__Your instructions__
Reproduce the passage about North Korea's nuclear threat from "Trump’s harsh words" to "aggressive bluff stage.", word for word.

__Selected text__
--
Trump’s harsh words toward America’s South Korean allies may also be linked to his renewed interest in scrapping the existing free-trade deal between the US and South Korea on economic grounds. But the President’s trade message and its timing is known to have left US diplomats, and under-pressure Secretary of State Rex Tillerson, tearing their hair out.
Meanwhile Kim Yong-Un’s successful H-bomb test and burgeoning ballistic missile capability has left Washington’s South Korean and Japanese allies sweating over the US’s ability to defend them if the North Korean dictator does dare take the game beyond the aggressive bluff stage.
‘If the Americans face a choice between San Francisco and Seoul, they will choose San Francisco’, Andrei Lankov, a distinguished North Korea expert at Seoul’s Kookmin University told the New York Times this week. He’s not alone in expressing that fear and, although they won’t air it publicly, it’s one shared by some senior figures in the South Korean government.
While, back in Washington, there are some senior Capitol Hill Republicans who are not particularly supportive of Trump but who privately acknowledge that – as Kim Yong Un’s nuclear missile muscle grows – the US government could before too long face the ‘regional stability versus homeland security’ question. Read that as a euphemism for taking out the Kim regime even if it costs hundreds of thousands of South Korean lives and potentially in Japan, too.
--
Extracted records
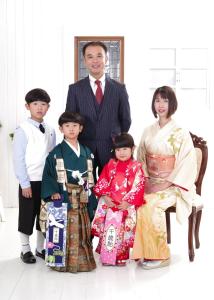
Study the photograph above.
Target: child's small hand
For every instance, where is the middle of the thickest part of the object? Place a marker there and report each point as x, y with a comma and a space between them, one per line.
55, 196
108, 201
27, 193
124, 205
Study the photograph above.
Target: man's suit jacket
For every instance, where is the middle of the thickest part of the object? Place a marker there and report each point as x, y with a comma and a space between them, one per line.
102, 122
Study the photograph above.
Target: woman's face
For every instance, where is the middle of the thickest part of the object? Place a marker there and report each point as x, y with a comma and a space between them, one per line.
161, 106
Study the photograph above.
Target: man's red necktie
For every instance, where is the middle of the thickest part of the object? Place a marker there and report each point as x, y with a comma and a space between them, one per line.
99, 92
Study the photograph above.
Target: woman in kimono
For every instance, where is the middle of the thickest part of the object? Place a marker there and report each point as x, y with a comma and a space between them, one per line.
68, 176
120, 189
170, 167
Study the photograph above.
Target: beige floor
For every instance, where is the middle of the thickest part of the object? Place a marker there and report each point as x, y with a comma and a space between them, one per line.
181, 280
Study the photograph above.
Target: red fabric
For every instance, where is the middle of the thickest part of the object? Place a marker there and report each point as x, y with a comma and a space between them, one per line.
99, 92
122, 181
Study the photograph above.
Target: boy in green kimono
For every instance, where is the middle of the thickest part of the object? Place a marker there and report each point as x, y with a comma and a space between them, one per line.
--
__Reply__
Trump’s harsh words toward America’s South Korean allies may also be linked to his renewed interest in scrapping the existing free-trade deal between the US and South Korea on economic grounds. But the President’s trade message and its timing is known to have left US diplomats, and under-pressure Secretary of State Rex Tillerson, tearing their hair out.
Meanwhile Kim Yong-Un’s successful H-bomb test and burgeoning ballistic missile capability has left Washington’s South Korean and Japanese allies sweating over the US’s ability to defend them if the North Korean dictator does dare take the game beyond the aggressive bluff stage.